== Segment start ==
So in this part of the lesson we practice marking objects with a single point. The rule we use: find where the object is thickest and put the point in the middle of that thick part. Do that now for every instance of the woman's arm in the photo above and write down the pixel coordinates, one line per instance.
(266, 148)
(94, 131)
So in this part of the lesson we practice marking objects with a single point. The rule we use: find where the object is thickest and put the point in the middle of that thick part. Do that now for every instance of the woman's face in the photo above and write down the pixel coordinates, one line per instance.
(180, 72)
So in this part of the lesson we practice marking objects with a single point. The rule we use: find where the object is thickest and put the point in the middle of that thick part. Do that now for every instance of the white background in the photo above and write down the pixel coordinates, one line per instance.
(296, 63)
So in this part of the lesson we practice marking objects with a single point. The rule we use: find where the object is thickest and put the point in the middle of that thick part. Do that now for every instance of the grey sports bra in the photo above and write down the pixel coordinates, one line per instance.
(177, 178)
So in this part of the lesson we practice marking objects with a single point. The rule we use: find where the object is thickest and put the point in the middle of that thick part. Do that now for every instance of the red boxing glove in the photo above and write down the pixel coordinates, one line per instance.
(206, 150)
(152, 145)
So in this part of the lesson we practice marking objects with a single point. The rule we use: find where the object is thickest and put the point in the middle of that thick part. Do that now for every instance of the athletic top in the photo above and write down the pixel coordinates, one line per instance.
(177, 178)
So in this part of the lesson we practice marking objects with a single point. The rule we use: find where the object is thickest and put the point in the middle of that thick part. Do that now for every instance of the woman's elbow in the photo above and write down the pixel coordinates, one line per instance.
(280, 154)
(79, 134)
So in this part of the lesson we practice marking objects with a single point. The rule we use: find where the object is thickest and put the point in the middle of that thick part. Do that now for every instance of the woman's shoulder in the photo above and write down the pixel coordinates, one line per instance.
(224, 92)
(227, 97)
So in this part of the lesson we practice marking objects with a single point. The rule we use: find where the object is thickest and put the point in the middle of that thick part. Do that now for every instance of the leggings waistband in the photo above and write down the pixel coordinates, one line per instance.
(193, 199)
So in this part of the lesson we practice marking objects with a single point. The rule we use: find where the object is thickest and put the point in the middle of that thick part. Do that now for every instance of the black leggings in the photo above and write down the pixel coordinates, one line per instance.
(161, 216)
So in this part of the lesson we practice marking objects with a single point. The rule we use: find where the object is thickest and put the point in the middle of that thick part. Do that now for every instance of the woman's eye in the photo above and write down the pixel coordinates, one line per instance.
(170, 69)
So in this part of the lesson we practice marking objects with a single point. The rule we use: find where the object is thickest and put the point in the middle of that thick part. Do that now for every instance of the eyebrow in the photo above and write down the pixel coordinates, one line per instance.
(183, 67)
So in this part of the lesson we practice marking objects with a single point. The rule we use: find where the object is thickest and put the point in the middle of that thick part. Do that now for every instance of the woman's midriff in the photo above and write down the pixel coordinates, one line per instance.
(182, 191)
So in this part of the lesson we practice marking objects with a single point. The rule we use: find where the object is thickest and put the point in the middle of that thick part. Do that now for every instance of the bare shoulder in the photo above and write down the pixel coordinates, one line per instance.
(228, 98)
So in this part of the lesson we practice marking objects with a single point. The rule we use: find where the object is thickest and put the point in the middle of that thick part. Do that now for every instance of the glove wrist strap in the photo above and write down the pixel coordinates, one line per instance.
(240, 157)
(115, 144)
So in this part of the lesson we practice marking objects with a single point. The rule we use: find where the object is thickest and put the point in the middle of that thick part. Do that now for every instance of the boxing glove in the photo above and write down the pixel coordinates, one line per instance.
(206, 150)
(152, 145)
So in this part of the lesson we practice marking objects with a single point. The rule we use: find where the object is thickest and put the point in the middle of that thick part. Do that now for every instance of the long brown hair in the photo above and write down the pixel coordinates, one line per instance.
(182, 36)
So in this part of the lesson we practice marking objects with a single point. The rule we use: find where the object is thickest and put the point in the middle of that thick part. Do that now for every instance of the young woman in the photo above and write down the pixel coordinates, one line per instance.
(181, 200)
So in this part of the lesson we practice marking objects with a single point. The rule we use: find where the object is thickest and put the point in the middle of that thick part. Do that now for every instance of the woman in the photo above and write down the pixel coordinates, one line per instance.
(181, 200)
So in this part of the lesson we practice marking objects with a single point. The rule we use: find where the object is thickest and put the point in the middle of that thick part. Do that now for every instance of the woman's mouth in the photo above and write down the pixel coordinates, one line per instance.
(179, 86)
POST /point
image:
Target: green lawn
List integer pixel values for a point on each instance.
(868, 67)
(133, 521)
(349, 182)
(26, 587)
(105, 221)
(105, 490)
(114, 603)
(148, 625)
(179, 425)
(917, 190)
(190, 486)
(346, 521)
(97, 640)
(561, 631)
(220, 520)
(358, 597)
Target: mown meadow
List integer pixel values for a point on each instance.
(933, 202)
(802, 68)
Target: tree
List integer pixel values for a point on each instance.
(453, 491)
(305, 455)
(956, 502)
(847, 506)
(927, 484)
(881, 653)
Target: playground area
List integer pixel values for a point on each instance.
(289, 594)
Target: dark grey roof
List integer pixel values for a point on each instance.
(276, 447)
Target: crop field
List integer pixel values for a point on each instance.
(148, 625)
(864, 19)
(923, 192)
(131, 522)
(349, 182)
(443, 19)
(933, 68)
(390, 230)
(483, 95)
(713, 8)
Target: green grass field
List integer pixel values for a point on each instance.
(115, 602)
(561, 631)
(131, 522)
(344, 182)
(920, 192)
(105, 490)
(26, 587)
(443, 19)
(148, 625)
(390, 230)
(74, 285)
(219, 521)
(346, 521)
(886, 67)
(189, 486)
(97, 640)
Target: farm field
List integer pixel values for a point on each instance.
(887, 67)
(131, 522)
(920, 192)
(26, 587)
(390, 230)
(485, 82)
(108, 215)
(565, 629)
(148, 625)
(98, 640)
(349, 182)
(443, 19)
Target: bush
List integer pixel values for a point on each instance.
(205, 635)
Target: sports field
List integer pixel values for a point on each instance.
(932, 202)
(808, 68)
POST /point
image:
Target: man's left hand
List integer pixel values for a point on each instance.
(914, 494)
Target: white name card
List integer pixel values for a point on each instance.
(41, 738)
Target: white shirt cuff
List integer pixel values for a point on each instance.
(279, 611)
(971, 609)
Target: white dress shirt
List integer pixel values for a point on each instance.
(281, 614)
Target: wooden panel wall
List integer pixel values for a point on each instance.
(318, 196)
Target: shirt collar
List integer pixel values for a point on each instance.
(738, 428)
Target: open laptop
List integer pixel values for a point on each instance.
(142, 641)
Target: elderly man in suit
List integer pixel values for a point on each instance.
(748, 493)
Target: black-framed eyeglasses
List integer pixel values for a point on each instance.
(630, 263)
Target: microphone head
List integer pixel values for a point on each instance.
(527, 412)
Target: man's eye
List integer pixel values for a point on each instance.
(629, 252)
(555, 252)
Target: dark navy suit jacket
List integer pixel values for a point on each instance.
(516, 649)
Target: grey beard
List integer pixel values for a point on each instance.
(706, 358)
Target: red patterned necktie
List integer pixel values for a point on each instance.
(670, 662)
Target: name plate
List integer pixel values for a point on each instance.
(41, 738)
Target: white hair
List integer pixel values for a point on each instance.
== Segment end ==
Exactly as it stands, output the whole listing.

Response below:
So in this part of the lesson we practice marking objects with a single point. The rule we use: find where the object is thickest and put the point in the middle of that thick part. Do that now for every instance of the woman's arm in the photo above and write down the pixel coordinates, one line per instance.
(266, 148)
(94, 131)
So in this part of the lesson we practice marking objects with a single point. The rule we use: find where the object is thickest and put the point in the middle of that thick part. Do that now for every instance of the woman's face in the photo above and write down the pixel coordinates, one line per instance.
(180, 72)
So in this part of the lesson we practice marking objects with a single point. The rule we use: find where the object is thickest and put the point in the middle of that thick part. Do that now for every instance of the white background in the photo above and write down the pixel coordinates, one line per instance.
(296, 63)
So in this part of the lesson we practice marking objects with a single point. The rule we use: find where the object is thickest and put the point in the middle of that thick part. Do that now for every instance of the grey sports bra in the photo above and write down the pixel coordinates, one line per instance.
(177, 178)
So in this part of the lesson we practice marking objects with a single point. The rule we use: find where the object is thickest and put the point in the middle of that thick part. Do that now for every instance of the red boxing glove in the photo above and write down the pixel coordinates, one line per instance.
(206, 150)
(152, 145)
So in this part of the lesson we practice marking objects with a single point. The rule we use: find where the object is thickest and put the point in the middle of that thick part. Do that now for every instance of the athletic top in the photo above and write down the pixel coordinates, one line per instance.
(177, 178)
So in this part of the lesson we practice marking objects with a single point. The rule we use: find where the object is thickest and put the point in the middle of that thick part. Do that now for every instance of the woman's elbow in the photo above and write down the pixel coordinates, one line per instance.
(280, 154)
(79, 134)
So in this part of the lesson we practice marking objects with a single point. The rule we use: find where the object is thickest and put the point in the middle of that thick part. Do that now for every instance of the woman's shoulder in the photo above and write down the pixel coordinates, one line per instance.
(224, 92)
(227, 97)
So in this part of the lesson we practice marking objects with a single point. The rule we use: find where the object is thickest and put the point in the middle of that thick part. Do that now for every instance of the leggings waistband in the photo above and write down the pixel coordinates, one line per instance.
(193, 199)
So in this part of the lesson we practice marking objects with a single point. The rule we use: find where the object is thickest and put the point in the middle of that thick part. Do that now for every instance of the black leggings in the photo above and write down the pixel coordinates, one line per instance.
(161, 216)
So in this part of the lesson we practice marking objects with a single point. The rule we use: find where the object is thickest and put the point in the middle of that thick part. Do that now for every instance of the woman's eye in the photo above and write down the pixel coordinates, one line per instance.
(170, 69)
So in this part of the lesson we practice marking objects with a single point. The rule we use: find where the object is thickest and put the point in the middle of that thick part. Do that now for every instance of the eyebrow in the photo above and write down the pixel coordinates, one line per instance.
(183, 67)
So in this part of the lesson we practice marking objects with a single point. The rule we use: find where the object is thickest and put the point in the middle of that thick part. Do that now for every instance of the woman's midriff in the photo above and write down the pixel coordinates, one line per instance.
(182, 191)
So in this part of the lesson we practice marking objects with a single point. The rule we use: find where the object is thickest and put the point in the middle of that thick part. Do that now for every instance of the bare shoulder in the photo above and write down the pixel coordinates, one line per instance.
(228, 98)
So in this part of the lesson we practice marking objects with a single point. The rule we use: find where the object is thickest and put the point in the middle of that thick part. Do that now for every instance of the glove wrist strap in the photo above and write down the pixel coordinates, one line per instance.
(240, 157)
(115, 144)
So in this part of the lesson we practice marking objects with a single point. The rule we use: find where the object is thickest and put the point in the middle of that thick part. Do that now for every instance of the boxing glove in the photo above and write down the pixel coordinates, one line per instance.
(206, 150)
(152, 145)
So in this part of the lesson we practice marking objects with a single point. The rule we use: find where the object is thickest and put the point in the middle of that thick part. Do that now for every instance of the long brown hair in the photo above and write down the pixel coordinates, one line per instance.
(182, 36)
So in this part of the lesson we practice marking objects with a single point. The rule we use: find where the object is thickest and put the point in the middle of that thick part. Do that now for every instance of the young woman in the photo above and write down the pixel coordinates, one line per instance.
(181, 200)
So in this part of the lesson we practice marking objects with a single point. The rule we use: find where the object is thickest and put the point in the middle of that thick part. Do that now for every instance of the woman in the photo above and write down the pixel coordinates, one line per instance.
(181, 200)
So in this part of the lesson we practice marking objects with a single point. The rule we use: find where the object is thickest and put the point in the middle of that thick part. Do that now for every instance of the woman's mouth in the photo above and write down the pixel coordinates, one line per instance.
(179, 86)
POST /point
image:
Target: green lawn
List integer pixel values for a point on each instance.
(868, 67)
(133, 521)
(349, 182)
(26, 587)
(105, 221)
(105, 490)
(114, 603)
(148, 625)
(179, 425)
(917, 190)
(190, 486)
(346, 521)
(97, 640)
(561, 631)
(220, 520)
(358, 597)
Target: mown meadow
List integer pixel values for a point on each instance.
(933, 202)
(802, 68)
Target: tree
List integer pixel values for a point on each instance.
(453, 491)
(305, 455)
(956, 502)
(847, 506)
(927, 484)
(881, 653)
Target: playground area
List integer pixel values for a point on each instance.
(289, 594)
Target: dark grey roof
List integer pixel values for a point on each instance.
(276, 447)
Target: crop field
List integer pixel values for a point on each instance.
(148, 625)
(864, 19)
(923, 192)
(131, 522)
(349, 182)
(443, 19)
(933, 68)
(390, 230)
(483, 95)
(713, 8)
Target: green grass field
List integer pixel values for a point on each instance.
(115, 602)
(561, 631)
(131, 522)
(344, 182)
(920, 192)
(105, 490)
(26, 587)
(443, 19)
(148, 625)
(390, 230)
(74, 285)
(219, 521)
(346, 521)
(886, 67)
(189, 486)
(97, 640)
Target: farm field
List integer pixel values for a point on each instance.
(887, 67)
(131, 522)
(920, 192)
(26, 587)
(390, 230)
(485, 82)
(108, 215)
(565, 629)
(148, 625)
(98, 640)
(349, 182)
(443, 19)
Target: bush
List integer pixel values for a point on each instance.
(205, 635)
Target: sports field
List integer pixel values for a point on each instance.
(932, 202)
(808, 68)
POST /point
image:
Target: man's left hand
List integer pixel values for a point on each instance.
(914, 494)
Target: white name card
List integer pixel values for a point on each instance.
(41, 738)
Target: white shirt cuff
List integer pixel values for a point on each instance.
(279, 611)
(971, 609)
Target: white dress shirt
List integer pixel values for a point on each instance.
(281, 614)
Target: wooden panel wall
List integer pixel values for a point on each instance.
(318, 196)
Target: shirt collar
List integer pixel values for a point on each instance.
(738, 428)
Target: open laptop
List integer pixel values for a point on each instance.
(142, 641)
Target: elderly man in suit
List integer pixel values for a point on each instance.
(748, 493)
Target: black-framed eyeglasses
List integer pixel values for a point on each instance.
(630, 263)
Target: microphone head
List integer pixel values for a point on each instance.
(527, 412)
Target: man's eye
List integer pixel values for a point on each instance.
(629, 252)
(555, 252)
Target: dark navy suit jacket
List integer pixel values for a point on each instance.
(516, 649)
Target: grey beard
List integer pixel values for a point on each instance.
(706, 358)
Target: red patterned necktie
List integer pixel values for a point on each instance.
(670, 662)
Target: name plate
List integer pixel values for a point on each instance.
(41, 738)
Target: white hair
List integer pixel values for a point on each instance.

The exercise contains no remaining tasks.